> _Problem set_
1 > According to the biography of Helmut Kallmeyer, which Nazi-era affiliations did he never hold? List all of them.
2 > According to the biography of Helmut Kallmeyer, how did Kallmeyer later account for his membership in the Sturmabteilung? Answer in one to three sentences.
3 > Continue the biography of Helmut Kallmeyer from the point where it stops.

> _Reading text_

________

- Born: 8 October 1910 Hamburg
- Died: 27 September 2006 (aged 95)
- Occupation(s): German chemist and Action T4 perpetrator

= Helmut Kallmeyer =

German chemist (1910–2006)

Helmut Kallmeyer (8 October 1910 – 27 September 2006) was a German chemist in the era of National Socialism. He served as a consultant in Adolf Hitler's Chancellery (Kanzlei des Führers) for gasification methods. Later, he worked in the Technical Institute for the Detection of Crime (Kriminaltechnisches Institut der Sicherheitspolizei, KTI). He was involved in Action T4, Nazi Germany's program to murder people with disabilities.

==Life==
Kallmeyer was born in Hamburg, the son of a senior government surveyor. He passed his Abitur in 1929, and then studied chemistry at various universities. In 1939, he completed his studies at the Technische Hochschule Berlin and received his doctorate the following year. He was then drafted into the Kriegsmarine, the navy of Nazi Germany, and served until September 1941. Kallmeyer never was a member of the Nazi Party, nor was he an SS man, nor a policeman, but he did join the Sturmabteilung (SA), the Nazi Party's early paramilitary wing. He later claimed that, as a member of a German sailing club, he had been automatically transferred into the SA.

At the end of 1940, Kallmeyer married Gertrud Fröse, who had been working temporarily at Grafeneck Euthanasia Centre at this time, and whom he had met four years earlier at his sailing club. Among the wedding guests was Viktor Brack, from Hitler's Chancellery and Action T4, and for whom the bride had worked as a secretary. In September 1941, Kallmeyer was discharged from the Kriegsmarine for special home front duty.

________

> _Data extract_
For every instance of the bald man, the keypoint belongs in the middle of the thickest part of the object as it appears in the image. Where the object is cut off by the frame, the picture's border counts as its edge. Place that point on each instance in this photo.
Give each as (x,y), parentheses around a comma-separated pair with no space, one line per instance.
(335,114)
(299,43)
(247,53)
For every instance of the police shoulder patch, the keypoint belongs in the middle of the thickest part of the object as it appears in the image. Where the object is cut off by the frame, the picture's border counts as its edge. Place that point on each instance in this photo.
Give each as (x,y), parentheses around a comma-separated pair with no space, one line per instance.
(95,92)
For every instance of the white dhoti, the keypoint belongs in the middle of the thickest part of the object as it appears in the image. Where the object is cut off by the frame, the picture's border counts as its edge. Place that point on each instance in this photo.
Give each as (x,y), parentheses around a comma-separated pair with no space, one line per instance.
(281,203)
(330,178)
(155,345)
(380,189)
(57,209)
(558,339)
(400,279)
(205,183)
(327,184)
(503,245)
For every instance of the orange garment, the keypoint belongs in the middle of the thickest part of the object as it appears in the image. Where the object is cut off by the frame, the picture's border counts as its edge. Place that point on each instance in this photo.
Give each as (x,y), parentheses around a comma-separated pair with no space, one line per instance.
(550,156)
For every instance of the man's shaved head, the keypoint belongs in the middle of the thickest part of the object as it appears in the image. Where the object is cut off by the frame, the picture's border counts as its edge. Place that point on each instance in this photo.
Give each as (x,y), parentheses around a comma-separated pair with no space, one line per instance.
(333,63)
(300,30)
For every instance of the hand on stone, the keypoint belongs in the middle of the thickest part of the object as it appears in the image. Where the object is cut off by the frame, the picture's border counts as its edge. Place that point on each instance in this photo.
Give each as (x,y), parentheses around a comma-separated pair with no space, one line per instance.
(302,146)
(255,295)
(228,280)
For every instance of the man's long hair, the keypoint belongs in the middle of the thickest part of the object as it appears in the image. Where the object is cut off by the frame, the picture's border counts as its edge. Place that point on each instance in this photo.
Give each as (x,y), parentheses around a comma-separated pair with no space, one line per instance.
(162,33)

________

> _Activity answers_
1 > He was never a member of the Nazi Party, never an SS man, and never a policeman.

2 > Kallmeyer later claimed that he had been a member of a German sailing club and had been automatically transferred from it into the SA. He presented his SA membership as a consequence of that transfer, not of a personal decision to join.

3 >
Immediately following his discharge, Kallmeyer was personally recruited by Brack for Action T4. Along with August Becker and Albert Widmann, Kallmeyer was one of the three chemists primarily involved with the murderous program. These men, familiar with the uses of gas and poison, supplied professional services essential for the success of the killings. There exists little paperwork on Kallmeyer's involvement within T4, and the Kallmeyers' postwar testimonies appear to be withholding evidence. A letter from Alfred Wetzel of the Reich Ministry of the Occupied Eastern Territories to Hinrich Lohse attests that Viktor Brack wanted disabled Jews in Riga to be gassed by "Brack's devices". For this purpose, Brack offered his chemist, Dr. Kallmeyer, and other assistants. Ultimately, this plan was not carried out in the Baltic States.

After the war, Kallmeyer stated that he had never been in Riga. Rather, he was in Lublin in early 1942 for a particular job, the vocation of which he could not remember. At this time, the T4 perpetrators had been reporting to the Lublin region to start construction of the extermination camps. Supposedly, Kallmeyer returned to Berlin after a week, where he was ordered to start an analysis of drinking water. He was admitted to a hospital on 28 February 1942 with typhus. Upon recovery, he was transferred to the Technical Institute for the Detection of Crime (KTI). As with T4, Kallmeyer's name appears on KTI documents involving the delivery of gas and poisons to T4 euthanasia centres. Kallmeyer's letter from 2 May 1944 includes an order, on behalf of KTI, for "15 bottles of Kohlenoyd".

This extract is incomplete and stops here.